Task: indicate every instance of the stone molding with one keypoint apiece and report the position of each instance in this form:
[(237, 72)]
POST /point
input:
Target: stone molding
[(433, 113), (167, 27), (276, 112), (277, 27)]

============================================================

**Work instructions**
Rewrite these lines with "stone molding" changed to "carved cornice" everywhere it occurs, keeping everything else the same.

**Solution**
Task: indicate every instance of the carved cornice with one keypoint apiece and report the position of each instance in this form:
[(237, 72)]
POST /point
input:
Target: carved cornice
[(433, 113), (167, 27), (276, 112), (277, 27)]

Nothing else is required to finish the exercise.